#### DATA FOR THE TASK
>>>

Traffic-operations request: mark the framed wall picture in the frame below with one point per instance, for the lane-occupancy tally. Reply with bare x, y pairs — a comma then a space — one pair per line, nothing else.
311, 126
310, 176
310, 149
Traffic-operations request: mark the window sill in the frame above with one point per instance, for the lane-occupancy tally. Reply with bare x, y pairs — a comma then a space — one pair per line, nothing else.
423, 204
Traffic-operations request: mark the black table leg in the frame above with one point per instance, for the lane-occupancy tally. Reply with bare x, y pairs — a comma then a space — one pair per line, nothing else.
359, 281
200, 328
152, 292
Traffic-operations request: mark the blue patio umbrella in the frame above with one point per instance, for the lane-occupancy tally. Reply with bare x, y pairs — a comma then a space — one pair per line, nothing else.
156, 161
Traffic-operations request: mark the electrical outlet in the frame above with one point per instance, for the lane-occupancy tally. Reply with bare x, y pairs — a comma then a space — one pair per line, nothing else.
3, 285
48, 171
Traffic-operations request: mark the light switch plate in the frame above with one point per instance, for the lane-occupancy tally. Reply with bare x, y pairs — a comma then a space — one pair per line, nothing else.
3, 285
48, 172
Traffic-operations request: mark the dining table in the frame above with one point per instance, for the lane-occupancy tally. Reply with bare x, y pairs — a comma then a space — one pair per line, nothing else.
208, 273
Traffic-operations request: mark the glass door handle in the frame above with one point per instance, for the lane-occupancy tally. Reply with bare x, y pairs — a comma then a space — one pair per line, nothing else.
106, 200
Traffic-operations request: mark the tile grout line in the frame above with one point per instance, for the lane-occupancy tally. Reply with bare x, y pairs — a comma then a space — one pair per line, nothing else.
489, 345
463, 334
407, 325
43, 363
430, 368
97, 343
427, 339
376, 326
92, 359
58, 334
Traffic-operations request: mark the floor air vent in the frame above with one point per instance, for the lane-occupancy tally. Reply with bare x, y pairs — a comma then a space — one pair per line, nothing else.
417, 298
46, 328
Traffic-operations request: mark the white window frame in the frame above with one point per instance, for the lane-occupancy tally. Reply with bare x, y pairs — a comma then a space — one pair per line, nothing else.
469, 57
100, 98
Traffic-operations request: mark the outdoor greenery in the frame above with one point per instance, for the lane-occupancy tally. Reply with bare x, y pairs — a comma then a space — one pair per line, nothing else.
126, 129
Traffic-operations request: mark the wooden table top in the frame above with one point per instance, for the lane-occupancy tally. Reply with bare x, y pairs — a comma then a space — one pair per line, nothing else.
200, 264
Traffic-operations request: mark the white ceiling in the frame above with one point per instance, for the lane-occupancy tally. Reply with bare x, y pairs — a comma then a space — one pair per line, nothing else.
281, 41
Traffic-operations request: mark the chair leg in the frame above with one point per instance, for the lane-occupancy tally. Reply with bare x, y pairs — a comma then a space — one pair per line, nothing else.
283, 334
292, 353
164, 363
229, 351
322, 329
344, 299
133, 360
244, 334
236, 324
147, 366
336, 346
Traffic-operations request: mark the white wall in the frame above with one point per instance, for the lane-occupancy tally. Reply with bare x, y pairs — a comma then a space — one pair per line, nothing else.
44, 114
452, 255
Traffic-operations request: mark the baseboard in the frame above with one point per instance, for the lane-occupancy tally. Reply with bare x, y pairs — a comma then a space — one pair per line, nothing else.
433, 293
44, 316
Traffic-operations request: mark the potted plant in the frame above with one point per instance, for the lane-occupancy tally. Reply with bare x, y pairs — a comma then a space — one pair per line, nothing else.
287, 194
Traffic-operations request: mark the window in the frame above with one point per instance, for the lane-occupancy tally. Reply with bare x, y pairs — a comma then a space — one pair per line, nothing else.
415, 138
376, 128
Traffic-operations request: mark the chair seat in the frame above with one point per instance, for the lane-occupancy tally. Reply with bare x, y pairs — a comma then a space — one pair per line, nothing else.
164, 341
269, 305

<<<

#### DIRECTIONS
All of the entries above are to be written out again exactly.

#### YOUR RESPONSE
Traffic-operations request: mark the framed wall picture in the frame below with one point per instance, for the lane-occupancy tally. Reply with bare x, y pairs — a comma then a space — one pair per line, nothing else.
311, 126
310, 176
310, 149
Traffic-operations request: mark the window sill in the frame above with one point per instance, for the lane-occupancy tally. Reply with bare x, y pairs — a comma then a space — one pair per line, nothing else.
423, 204
Traffic-operations request: mark the black table leg in the frame above with one point per instance, for the lane-occupancy tally. Reply with bare x, y pairs — a comma then a space — one pair per line, nothing else.
359, 281
200, 328
152, 292
Traffic-operations request: mark the blue patio umbrella in the frame above with one point per instance, for the lane-occupancy tally. Reply with bare x, y pairs — a comma then a space — one pair per line, nothing else.
156, 161
Traffic-operations request: mark the electrical outlet in the frame above with one point per instance, for the lane-occupancy tally. Reply with bare x, y pairs — a comma then a space — one pair per line, nothing else.
3, 285
48, 171
Traffic-operations request: mark the light switch plate in the frame above with one point per instance, for the lane-occupancy tally. Reply with bare x, y pairs — a comma then a space — one pair per line, nothing else.
3, 285
48, 172
Traffic-operations request: mark the dining table in the frame above with one point per instance, for the lane-occupancy tally. Reply with bare x, y pairs — a comma then a space — one pair per line, nothing else.
208, 273
Traffic-operations request: mark the glass door handle in the frame above with one point per instance, for the lane-occupancy tally. Reply with bare x, y pairs — a comma then a space — one pair per line, nothing else.
106, 200
Traffic-operations request: mark the tile grout line in the frame above with one point per instance, for the lane-occupancy tally. Reply with bare x, y pairs — a comma then a space — one pair per line, nothing else.
489, 345
463, 334
407, 325
43, 363
430, 368
97, 343
427, 339
376, 326
92, 359
58, 334
Traffic-operations request: mark the floor air vent in the frame above with one point per instance, for the lane-occupancy tally. Reply with bare x, y pairs — a comma then a space — one pair per line, nothing else.
417, 298
46, 328
Traffic-operations request: mark the white window frame in the frame above with one point per instance, for the lane-occupancy tally. Reply with bare x, y pairs — a comma then a space — one pair per line, nothing else.
469, 57
100, 98
Traffic-operations request: mark the outdoor greenery in the frame above with one point per instance, for the lane-occupancy tally. Reply with bare x, y pairs — a comma then a space — one pair per line, nothing else.
126, 129
Traffic-operations request: mark the wooden table top in the frame above with one point per instance, for the lane-occupancy tally. Reply with bare x, y pairs — a comma then a space — one pair per line, nothing else.
200, 264
Traffic-operations request: mark the white ceiling in the frame above with one point per instance, for the lane-occupancy tally. Reply with bare x, y pairs — a comma then a space — one pair per line, nothing else.
281, 41
Traffic-operations request: mark the chair leg in the frame above with one point per instance, for the lane-occupancy tally. Reply with bare x, y pairs — a comma then a space — one pair per line, nothing else.
283, 334
292, 353
164, 363
229, 351
322, 329
344, 299
133, 360
244, 334
236, 324
147, 366
336, 346
Traffic-operations request: mark the white wall in the frame above with one point per instance, for the lane-occupancy tally. Reply with bare x, y pairs — a comma then a space — one pair per line, nothing else.
44, 114
452, 255
Traffic-operations request: mark the baseboard in the frame above with one point per instance, for the lane-occupancy tally. Reply with bare x, y pairs — a comma then a space — one pair per line, nothing else.
433, 293
44, 316
Traffic-operations request: mark the potted plant in the frame above with one point per instance, for the lane-occupancy tally. Reply with bare x, y pairs — a comma then a space — one pair per line, nothing else.
287, 194
Traffic-operations request: mark the window in the frame above with one point per instance, for the lane-occupancy tally. Reply with bare x, y pairs — a comma then a space — one pair per line, nothing else.
415, 138
376, 128
Traffic-operations request: mark the chair seat in the frame above with one point per instance, for the lane-occupancy tally. Reply with bare x, y pairs — a comma then a space — one pair per line, nothing else.
164, 341
269, 305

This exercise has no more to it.